• _Tasks_
- 1) Decide whether each statement agrees with the essay shown. Answer yes or no for each, and quote the words from the essay that decide it.
(a) The male pufferfish moves grains of sand with his mouth.
(b) The potential lover asked if they could wear a glove.
(c) The meeting with the potential lover took place in a park.
- 2) Rewrite every entry in the point labeling set, replacing "thickest part" with "widest part" and leaving everything else unchanged.

• _Passage shown_
□ □ □ □

I didn’t understand my gender or sexuality until I got to see pufferfish mate. That one makes art for the other—talk about desire, talk about potential—meticulously creating a mandala installation and moving grains of sand with his mouth, making sure he finishes it before her arrival. She sees it, swims over, examines it, and if the art is tight, it’s on. The part that gets me hot is that they fuck in it. That each time they sail through the center of the sculpture he bites her cheek. That she’s left with a little bruise on her cheek.
He cares for the eggs afterwards, and that’s fine. I’m not really interested in his afterwards, but in hers. What is it to float through the sea after that?
I don’t mind being left with a bruise if it reminds me that someone imagined something for me, that art can be part of the experience.
When a potential lover and I sat down to meet, I told them that we would have to be careful because of the sores on my body, and they nodded compassionately and said they imagined we would have to use a very soft rope, and that they could avoid my joints. When I told them that it might be best not to use implements for impact just yet, I saw them flinch—I’d hit one of their greatest desires. They asked if they could wear a glove. I hadn’t experienced that yet and didn’t know the appeal, but if it gave them pleasure I imagined that would be fine. This was the most positive imagining I did in the conversation. Mostly I felt only the boundaries: the table, the noise in the coffee shop, the potential lover’s desire for a neutral space, my newness in discussing kink beforehand, my shame, the Seattle man typing on his computer, facing us. I was convinced I was doing this wrong: I don’t feel comfortable talking about this in a coffee shop and I should; I am wishing that we could be sitting close and flirting and I shouldn’t.
I wanted to tell them that sometimes I don’t know how something is going to feel until I’m in the moment, but I don’t think I’m supposed to feel that way.
Boundaries create possibility, but the moment the potential lover asserted their boundaries I lost sight of mine. I became convinced that if I expressed my true desire all the potential would disappear. In a way, it did when I mentioned that I disassociate, and how to get me back: “Look me in the eye, keep going, tell me you’re having a good time.” They are concerned and remind me of the vulnerability of being a top—an issue that bottoms often take for granted. I don’t. They ask me what might happen, and I make the mistake of saying that my body might go limp and, when they frown, I try to clarify, speaking quickly, clumsily, that I will verbalize what’s happening before that. That it won’t be because of something they are doing to me—shame and the depth of my need trigger it.

□ □ □ □

[Entries from a point labeling set]
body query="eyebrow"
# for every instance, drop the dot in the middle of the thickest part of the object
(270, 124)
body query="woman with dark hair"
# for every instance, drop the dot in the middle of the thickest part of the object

□ □ □ □

• _Answers for this exercise_
- 1)
(a) Yes: "moving grains of sand with his mouth"
(b) Yes: "They asked if they could wear a glove."
(c) No: "the noise in the coffee shop"

- 2)
body query="eyebrow"
# for every instance, drop the dot in the middle of the widest part of the object
(270, 124)
body query="woman with dark hair"
# for every instance, drop the dot in the middle of the widest part of the object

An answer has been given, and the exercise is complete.